## SOURCE EXTRACT

■ ■ ■ ■

Radiologia Brasileira - Publicação Científica Oficial do Colégio Brasileiro de Radiologia

Hélio Sebastião Amâncio de Camargo Júnior^I; Márcia Martos Amâncio de Camargo^II; Sandra Regina Campos Teixeira^II; Juliana Azevedo^II; Maurício de Souza Arruda^III

^ITitle of Specialist in Radiodiagnosis and Mastology, Director for CDE Diagnóstico por Imagem, Campinas, SP, Brazil
^IIMDs, Sonographers at CDE Diagnóstico por Imagem, Campinas, SP, Brazil
^IIIPhD, Sonographer at CDE Diagnóstico por Imagem, Campinas, SP, Brazil

Mailing address

INTRODUCTION

Vacuum-assisted biopsy is a percutaneous (non-surgical) way to obtain breast tissue for histological analysis, thus being considered as a minimally invasive procedure. It can be performed under mammographic guidance (in this case requiring the use of stereotactic resources), sonographic guidance or magnetic resonance imaging guidance. It is the type of percutaneous biopsy that obtains the largest sampling of tissue⁽¹⁾, and studies have demonstrated that the adoption of such technique results in a lower underestimation rate in the diagnosis of breast microcalcifications as compared with simple stereotactic core biopsy (that is, non-vacuum-assisted biopsy), decreasing the need for surgical biopsies^(2,3). The disadvantage of the vacuum-assisted biopsy is related to cost, which is considerably higher than that of simple core biopsy.

■ ■ ■ ■

## DATA UNDER STUDY

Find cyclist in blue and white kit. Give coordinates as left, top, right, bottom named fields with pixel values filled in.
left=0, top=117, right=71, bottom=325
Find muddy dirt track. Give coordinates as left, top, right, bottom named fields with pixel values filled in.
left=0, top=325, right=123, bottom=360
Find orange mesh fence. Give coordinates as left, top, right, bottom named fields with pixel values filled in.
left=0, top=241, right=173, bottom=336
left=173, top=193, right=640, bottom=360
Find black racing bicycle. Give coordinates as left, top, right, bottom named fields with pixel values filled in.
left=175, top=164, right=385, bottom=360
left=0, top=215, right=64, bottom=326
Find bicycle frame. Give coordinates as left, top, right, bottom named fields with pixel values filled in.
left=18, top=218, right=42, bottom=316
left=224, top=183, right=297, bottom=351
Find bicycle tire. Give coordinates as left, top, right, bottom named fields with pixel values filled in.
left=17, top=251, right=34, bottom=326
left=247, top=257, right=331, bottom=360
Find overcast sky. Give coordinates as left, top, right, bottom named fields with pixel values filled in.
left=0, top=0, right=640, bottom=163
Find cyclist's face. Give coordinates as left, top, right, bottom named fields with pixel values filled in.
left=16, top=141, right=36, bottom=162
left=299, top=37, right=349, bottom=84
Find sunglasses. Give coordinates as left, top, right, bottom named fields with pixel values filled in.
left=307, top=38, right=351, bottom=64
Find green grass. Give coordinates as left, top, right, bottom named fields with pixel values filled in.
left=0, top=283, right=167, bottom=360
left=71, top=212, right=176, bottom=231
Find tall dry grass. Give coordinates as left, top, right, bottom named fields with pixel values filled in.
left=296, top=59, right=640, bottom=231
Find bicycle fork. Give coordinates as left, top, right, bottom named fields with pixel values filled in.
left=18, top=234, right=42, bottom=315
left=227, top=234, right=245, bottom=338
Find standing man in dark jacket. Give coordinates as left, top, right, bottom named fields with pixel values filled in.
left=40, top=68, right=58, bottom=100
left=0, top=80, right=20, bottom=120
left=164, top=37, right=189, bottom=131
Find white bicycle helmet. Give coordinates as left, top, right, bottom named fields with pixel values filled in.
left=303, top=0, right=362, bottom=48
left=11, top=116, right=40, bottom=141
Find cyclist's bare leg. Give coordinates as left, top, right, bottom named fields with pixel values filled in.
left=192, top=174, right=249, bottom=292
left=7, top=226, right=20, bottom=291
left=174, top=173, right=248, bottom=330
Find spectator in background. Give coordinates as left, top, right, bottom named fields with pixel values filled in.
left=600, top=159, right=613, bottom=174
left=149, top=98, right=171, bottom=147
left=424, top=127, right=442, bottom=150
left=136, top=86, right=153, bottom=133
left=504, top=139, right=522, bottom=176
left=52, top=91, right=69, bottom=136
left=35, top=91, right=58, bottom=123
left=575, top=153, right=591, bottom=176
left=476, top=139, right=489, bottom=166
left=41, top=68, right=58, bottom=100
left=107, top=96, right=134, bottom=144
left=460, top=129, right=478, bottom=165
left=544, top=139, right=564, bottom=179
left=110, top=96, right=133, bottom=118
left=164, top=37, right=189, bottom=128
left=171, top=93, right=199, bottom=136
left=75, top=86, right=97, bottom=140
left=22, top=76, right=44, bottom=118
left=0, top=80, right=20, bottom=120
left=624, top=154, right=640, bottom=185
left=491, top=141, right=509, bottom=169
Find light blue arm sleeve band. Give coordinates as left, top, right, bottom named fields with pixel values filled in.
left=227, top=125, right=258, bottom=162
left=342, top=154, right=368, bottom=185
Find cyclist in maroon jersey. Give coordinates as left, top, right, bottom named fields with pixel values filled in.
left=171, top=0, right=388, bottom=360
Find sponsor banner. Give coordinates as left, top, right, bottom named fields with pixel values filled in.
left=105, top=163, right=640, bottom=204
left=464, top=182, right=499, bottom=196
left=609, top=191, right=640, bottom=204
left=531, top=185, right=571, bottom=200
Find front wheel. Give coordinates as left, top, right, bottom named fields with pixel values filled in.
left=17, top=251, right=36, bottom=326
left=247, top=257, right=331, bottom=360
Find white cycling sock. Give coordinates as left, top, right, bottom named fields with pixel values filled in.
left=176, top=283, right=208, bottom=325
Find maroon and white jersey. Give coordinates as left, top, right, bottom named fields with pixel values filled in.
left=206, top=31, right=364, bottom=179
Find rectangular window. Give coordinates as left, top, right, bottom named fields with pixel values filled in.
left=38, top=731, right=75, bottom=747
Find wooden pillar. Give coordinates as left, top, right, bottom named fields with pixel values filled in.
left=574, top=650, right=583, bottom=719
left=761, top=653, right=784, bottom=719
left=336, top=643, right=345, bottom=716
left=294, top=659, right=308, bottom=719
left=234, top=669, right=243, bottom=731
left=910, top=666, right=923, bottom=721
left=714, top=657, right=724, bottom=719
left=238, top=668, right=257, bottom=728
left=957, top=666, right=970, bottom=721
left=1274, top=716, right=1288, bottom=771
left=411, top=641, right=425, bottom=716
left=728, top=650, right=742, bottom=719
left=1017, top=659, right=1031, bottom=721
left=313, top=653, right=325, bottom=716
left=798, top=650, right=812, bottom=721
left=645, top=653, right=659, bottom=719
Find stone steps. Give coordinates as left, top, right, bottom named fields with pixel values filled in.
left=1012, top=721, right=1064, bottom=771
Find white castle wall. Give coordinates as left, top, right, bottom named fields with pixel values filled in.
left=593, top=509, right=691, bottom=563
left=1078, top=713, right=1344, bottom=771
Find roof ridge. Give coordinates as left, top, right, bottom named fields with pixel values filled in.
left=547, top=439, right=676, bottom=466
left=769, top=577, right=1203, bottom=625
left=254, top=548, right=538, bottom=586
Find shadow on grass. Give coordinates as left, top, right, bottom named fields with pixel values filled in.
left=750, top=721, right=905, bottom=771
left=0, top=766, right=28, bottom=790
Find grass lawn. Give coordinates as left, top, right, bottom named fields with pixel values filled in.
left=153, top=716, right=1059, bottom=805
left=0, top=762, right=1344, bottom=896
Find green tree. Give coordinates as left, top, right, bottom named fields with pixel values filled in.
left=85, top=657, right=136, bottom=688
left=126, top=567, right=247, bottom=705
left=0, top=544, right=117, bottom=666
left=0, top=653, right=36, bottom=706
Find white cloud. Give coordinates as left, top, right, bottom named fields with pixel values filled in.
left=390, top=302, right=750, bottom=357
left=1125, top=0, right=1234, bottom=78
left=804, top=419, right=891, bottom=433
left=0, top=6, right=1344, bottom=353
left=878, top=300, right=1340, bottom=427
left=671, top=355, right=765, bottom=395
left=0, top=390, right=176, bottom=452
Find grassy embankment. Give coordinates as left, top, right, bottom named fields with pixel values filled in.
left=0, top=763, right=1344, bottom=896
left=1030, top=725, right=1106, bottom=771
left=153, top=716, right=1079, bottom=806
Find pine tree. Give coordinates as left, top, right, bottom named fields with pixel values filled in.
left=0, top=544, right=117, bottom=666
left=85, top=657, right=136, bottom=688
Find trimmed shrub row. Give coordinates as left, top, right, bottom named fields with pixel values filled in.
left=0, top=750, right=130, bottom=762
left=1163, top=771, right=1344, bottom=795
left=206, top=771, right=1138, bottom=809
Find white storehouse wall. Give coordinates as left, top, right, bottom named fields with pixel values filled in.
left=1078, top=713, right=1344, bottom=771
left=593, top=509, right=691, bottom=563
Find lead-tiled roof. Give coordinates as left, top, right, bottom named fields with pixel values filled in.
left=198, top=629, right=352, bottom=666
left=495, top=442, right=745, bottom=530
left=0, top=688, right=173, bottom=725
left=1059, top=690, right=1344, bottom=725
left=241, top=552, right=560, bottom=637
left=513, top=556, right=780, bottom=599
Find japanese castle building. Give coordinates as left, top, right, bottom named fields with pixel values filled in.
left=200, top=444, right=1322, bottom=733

■ ■ ■ ■

## PARTS OF THE EXERCISE
1 – In the breast biopsy article, what is the disadvantage of vacuum-assisted biopsy?
2 – Echo the breast biopsy article, starting with "INTRODUCTION" and going on through "simple core biopsy.".
3 – Carry on the article about vacuum-assisted breast biopsy past its final sentence.

## ANSWERS BY ITEM NUMBER
1 – Its cost, which is considerably higher than that of simple core biopsy.

2 –
INTRODUCTION

Vacuum-assisted biopsy is a percutaneous (non-surgical) way to obtain breast tissue for histological analysis, thus being considered as a minimally invasive procedure. It can be performed under mammographic guidance (in this case requiring the use of stereotactic resources), sonographic guidance or magnetic resonance imaging guidance. It is the type of percutaneous biopsy that obtains the largest sampling of tissue⁽¹⁾, and studies have demonstrated that the adoption of such technique results in a lower underestimation rate in the diagnosis of breast microcalcifications as compared with simple stereotactic core biopsy (that is, non-vacuum-assisted biopsy), decreasing the need for surgical biopsies^(2,3). The disadvantage of the vacuum-assisted biopsy is related to cost, which is considerably higher than that of simple core biopsy.

3 –
Initially, there was a single sales representative of vacuum-assisted biopsy devices in Brazil, and the most common name attributed to the procedure in Portuguese, mamotomia, is actually a reference to the trademark of such device. Currently, other vacuum-assisted biopsy devices are available in Brazil. One of them is a handheld device (Figure 1) that does not require cables or a separate vacuum generating unit. This system has a considerably lower cost (approximately 75% lower), and for this reason it may be an advantageous alternative when the economic reality of our country is considered. The potential disadvantage of the method lies in the need of repeated probe insertions at each sample collection, which may increase the time required for the procedure and affect the method accuracy. Additionally, one might question whether the vacuum produced by such portable system has enough pressure to produce samples with diagnostic quality.

The present study was designed to test the performance of such equipment in microcalcifications biopsy concerning the appropriateness of tissue samples for histopathological analysis, and the possible inconveniences caused by the need of repeated probe insertions.

MATERIALS AND METHODS

Vacuum assisted biopsies were performed with a Vacora^® device (Bard Biopsy Systems; Temple, AZ, USA) in 35 consecutive patients presenting with BI-RADS^® 4 or 5 microcalcifications between January and October 2008. Mean patients' age was 54 years. The exclusion criteria would be patients with allergy to anesthetics or those unable to remain still during the time required for the procedure, but no patient of the sample was excluded.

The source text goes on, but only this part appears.